• **SET TASK**
How many lines of the data below contain the string "fish"? Give only the number.

• **LISTING**
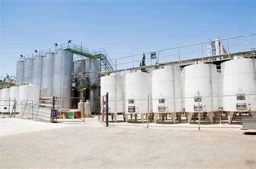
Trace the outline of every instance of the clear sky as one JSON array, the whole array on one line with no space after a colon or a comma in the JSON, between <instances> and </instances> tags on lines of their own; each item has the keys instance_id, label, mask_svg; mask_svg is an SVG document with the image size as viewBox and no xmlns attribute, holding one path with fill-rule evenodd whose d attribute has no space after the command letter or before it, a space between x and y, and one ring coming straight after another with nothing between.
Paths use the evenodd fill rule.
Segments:
<instances>
[{"instance_id":1,"label":"clear sky","mask_svg":"<svg viewBox=\"0 0 256 169\"><path fill-rule=\"evenodd\" d=\"M69 39L116 58L256 32L255 0L0 1L0 76Z\"/></svg>"}]
</instances>

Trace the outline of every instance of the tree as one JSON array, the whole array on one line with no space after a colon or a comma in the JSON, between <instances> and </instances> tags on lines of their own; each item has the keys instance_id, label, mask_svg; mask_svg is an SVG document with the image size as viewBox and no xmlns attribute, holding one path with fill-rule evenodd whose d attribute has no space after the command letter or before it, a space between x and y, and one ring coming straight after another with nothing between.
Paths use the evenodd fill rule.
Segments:
<instances>
[{"instance_id":1,"label":"tree","mask_svg":"<svg viewBox=\"0 0 256 169\"><path fill-rule=\"evenodd\" d=\"M143 54L143 57L142 57L142 61L141 62L139 62L139 67L146 66L146 64L145 62L145 60L146 60L146 56L145 55L145 54ZM140 70L143 72L147 72L147 71L146 71L145 68L142 68Z\"/></svg>"}]
</instances>

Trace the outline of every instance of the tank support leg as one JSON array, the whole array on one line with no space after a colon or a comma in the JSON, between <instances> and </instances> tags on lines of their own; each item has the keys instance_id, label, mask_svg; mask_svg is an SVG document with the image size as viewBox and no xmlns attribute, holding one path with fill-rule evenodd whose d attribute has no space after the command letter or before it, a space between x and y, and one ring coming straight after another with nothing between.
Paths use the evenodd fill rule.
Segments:
<instances>
[{"instance_id":1,"label":"tank support leg","mask_svg":"<svg viewBox=\"0 0 256 169\"><path fill-rule=\"evenodd\" d=\"M128 114L126 114L125 115L125 122L128 122Z\"/></svg>"},{"instance_id":2,"label":"tank support leg","mask_svg":"<svg viewBox=\"0 0 256 169\"><path fill-rule=\"evenodd\" d=\"M193 116L193 112L186 112L186 114L187 116L187 121L188 121L189 124L191 123L191 119Z\"/></svg>"},{"instance_id":3,"label":"tank support leg","mask_svg":"<svg viewBox=\"0 0 256 169\"><path fill-rule=\"evenodd\" d=\"M211 123L213 122L213 116L212 116L212 112L207 112L208 117Z\"/></svg>"},{"instance_id":4,"label":"tank support leg","mask_svg":"<svg viewBox=\"0 0 256 169\"><path fill-rule=\"evenodd\" d=\"M117 122L117 113L115 113L115 114L114 114L114 122Z\"/></svg>"},{"instance_id":5,"label":"tank support leg","mask_svg":"<svg viewBox=\"0 0 256 169\"><path fill-rule=\"evenodd\" d=\"M232 122L233 116L234 115L234 111L230 111L227 113L227 119L228 119L228 124Z\"/></svg>"},{"instance_id":6,"label":"tank support leg","mask_svg":"<svg viewBox=\"0 0 256 169\"><path fill-rule=\"evenodd\" d=\"M158 116L158 114L157 112L156 112L154 114L154 123L156 123L156 124L157 124L157 123Z\"/></svg>"},{"instance_id":7,"label":"tank support leg","mask_svg":"<svg viewBox=\"0 0 256 169\"><path fill-rule=\"evenodd\" d=\"M172 121L173 122L173 123L175 123L175 118L176 117L176 112L171 112L171 115L172 116Z\"/></svg>"}]
</instances>

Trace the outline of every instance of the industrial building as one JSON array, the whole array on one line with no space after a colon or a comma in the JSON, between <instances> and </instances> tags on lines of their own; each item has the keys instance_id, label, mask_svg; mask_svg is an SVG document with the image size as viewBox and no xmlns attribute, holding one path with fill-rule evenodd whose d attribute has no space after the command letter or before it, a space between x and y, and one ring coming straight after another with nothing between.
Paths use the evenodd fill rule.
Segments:
<instances>
[{"instance_id":1,"label":"industrial building","mask_svg":"<svg viewBox=\"0 0 256 169\"><path fill-rule=\"evenodd\" d=\"M256 117L256 51L251 47L230 52L228 40L232 38L227 39L227 45L224 44L227 39L217 38L112 60L103 48L90 51L71 40L56 44L47 51L21 55L16 85L0 89L0 109L23 112L23 117L26 107L33 112L36 104L37 118L44 116L43 111L38 114L40 107L50 117L54 103L54 110L62 118L69 116L62 112L73 110L104 116L106 101L100 96L108 93L108 112L115 122L118 115L126 122L134 117L142 123L157 123L170 117L172 124L184 119L188 123L201 120L212 124L224 117L231 123L237 115ZM194 58L181 58L189 53L181 50L196 45L201 46L200 57L193 52ZM176 54L160 55L177 49ZM140 61L138 57L145 55L149 57L147 66L134 66ZM174 55L178 58L176 61L160 63L164 57ZM122 59L130 65L118 68L124 64ZM152 64L155 60L157 63Z\"/></svg>"}]
</instances>

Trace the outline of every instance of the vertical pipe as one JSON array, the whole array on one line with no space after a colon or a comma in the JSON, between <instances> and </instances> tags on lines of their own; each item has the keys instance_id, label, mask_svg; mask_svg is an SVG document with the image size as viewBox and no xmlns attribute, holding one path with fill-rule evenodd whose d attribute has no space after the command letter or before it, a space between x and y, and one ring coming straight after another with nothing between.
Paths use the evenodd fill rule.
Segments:
<instances>
[{"instance_id":1,"label":"vertical pipe","mask_svg":"<svg viewBox=\"0 0 256 169\"><path fill-rule=\"evenodd\" d=\"M106 125L109 126L109 92L106 95Z\"/></svg>"},{"instance_id":2,"label":"vertical pipe","mask_svg":"<svg viewBox=\"0 0 256 169\"><path fill-rule=\"evenodd\" d=\"M198 91L198 130L200 130L200 120L201 119L201 114L200 113L200 91Z\"/></svg>"},{"instance_id":3,"label":"vertical pipe","mask_svg":"<svg viewBox=\"0 0 256 169\"><path fill-rule=\"evenodd\" d=\"M179 51L179 62L180 64L180 53L179 51L179 47L178 47L178 50Z\"/></svg>"}]
</instances>

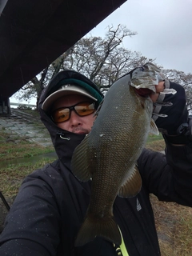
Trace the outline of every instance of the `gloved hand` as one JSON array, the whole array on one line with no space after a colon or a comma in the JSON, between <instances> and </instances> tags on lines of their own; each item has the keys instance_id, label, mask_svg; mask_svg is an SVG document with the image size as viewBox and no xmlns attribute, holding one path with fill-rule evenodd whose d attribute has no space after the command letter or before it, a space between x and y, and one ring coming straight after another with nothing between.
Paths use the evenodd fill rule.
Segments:
<instances>
[{"instance_id":1,"label":"gloved hand","mask_svg":"<svg viewBox=\"0 0 192 256\"><path fill-rule=\"evenodd\" d=\"M154 102L153 118L163 135L191 135L192 118L188 118L184 88L165 81L164 92Z\"/></svg>"}]
</instances>

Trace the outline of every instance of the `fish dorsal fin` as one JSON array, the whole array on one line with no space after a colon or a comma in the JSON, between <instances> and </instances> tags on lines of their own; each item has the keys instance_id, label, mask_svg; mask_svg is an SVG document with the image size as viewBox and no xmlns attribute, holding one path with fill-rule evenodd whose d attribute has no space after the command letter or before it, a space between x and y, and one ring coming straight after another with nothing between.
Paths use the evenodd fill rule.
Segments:
<instances>
[{"instance_id":1,"label":"fish dorsal fin","mask_svg":"<svg viewBox=\"0 0 192 256\"><path fill-rule=\"evenodd\" d=\"M155 134L155 135L159 134L158 129L154 119L152 119L152 118L150 120L150 132L153 134Z\"/></svg>"},{"instance_id":2,"label":"fish dorsal fin","mask_svg":"<svg viewBox=\"0 0 192 256\"><path fill-rule=\"evenodd\" d=\"M142 187L142 178L138 170L134 166L127 180L121 186L118 196L122 198L132 198L135 196Z\"/></svg>"},{"instance_id":3,"label":"fish dorsal fin","mask_svg":"<svg viewBox=\"0 0 192 256\"><path fill-rule=\"evenodd\" d=\"M71 170L81 182L87 182L91 178L87 159L87 141L89 134L75 148L71 160Z\"/></svg>"}]
</instances>

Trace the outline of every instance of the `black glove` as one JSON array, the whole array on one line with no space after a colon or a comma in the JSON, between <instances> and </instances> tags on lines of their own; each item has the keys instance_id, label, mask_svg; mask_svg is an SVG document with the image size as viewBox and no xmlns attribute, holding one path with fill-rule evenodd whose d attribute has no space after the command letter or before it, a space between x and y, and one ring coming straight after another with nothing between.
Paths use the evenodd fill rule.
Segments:
<instances>
[{"instance_id":1,"label":"black glove","mask_svg":"<svg viewBox=\"0 0 192 256\"><path fill-rule=\"evenodd\" d=\"M179 137L186 143L188 135L191 135L192 121L188 117L185 90L181 85L165 81L165 93L161 93L154 103L153 118L163 135L173 139ZM182 138L183 136L187 138Z\"/></svg>"}]
</instances>

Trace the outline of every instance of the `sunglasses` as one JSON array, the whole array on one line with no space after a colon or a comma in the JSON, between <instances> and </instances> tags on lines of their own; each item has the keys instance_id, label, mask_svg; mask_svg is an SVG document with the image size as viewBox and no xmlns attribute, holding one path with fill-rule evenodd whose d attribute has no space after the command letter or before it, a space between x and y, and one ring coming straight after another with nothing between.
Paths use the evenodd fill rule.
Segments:
<instances>
[{"instance_id":1,"label":"sunglasses","mask_svg":"<svg viewBox=\"0 0 192 256\"><path fill-rule=\"evenodd\" d=\"M94 102L79 102L71 106L60 107L53 111L51 118L55 123L66 122L70 119L72 110L80 117L85 117L95 111Z\"/></svg>"}]
</instances>

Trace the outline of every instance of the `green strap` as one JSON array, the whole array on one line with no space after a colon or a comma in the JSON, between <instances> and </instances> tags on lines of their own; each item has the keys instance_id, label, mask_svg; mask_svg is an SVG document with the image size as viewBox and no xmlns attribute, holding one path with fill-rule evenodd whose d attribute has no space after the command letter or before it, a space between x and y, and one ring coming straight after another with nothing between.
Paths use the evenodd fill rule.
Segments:
<instances>
[{"instance_id":1,"label":"green strap","mask_svg":"<svg viewBox=\"0 0 192 256\"><path fill-rule=\"evenodd\" d=\"M116 249L116 252L117 252L118 255L119 255L119 256L120 255L129 256L129 254L128 254L128 252L126 250L126 245L125 245L125 242L124 242L124 240L123 240L122 231L121 231L119 226L118 226L118 229L119 229L119 231L120 231L120 234L121 234L121 237L122 237L122 243L121 243L120 246Z\"/></svg>"},{"instance_id":2,"label":"green strap","mask_svg":"<svg viewBox=\"0 0 192 256\"><path fill-rule=\"evenodd\" d=\"M123 240L122 231L121 231L119 226L118 226L118 229L119 229L119 231L120 231L120 234L121 234L121 237L122 237L122 243L120 245L120 249L121 249L122 256L129 256L129 254L128 254L128 252L126 250L126 245L125 245L125 242L124 242L124 240Z\"/></svg>"}]
</instances>

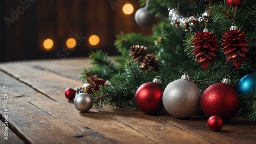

• **EXERCISE OUTPUT**
2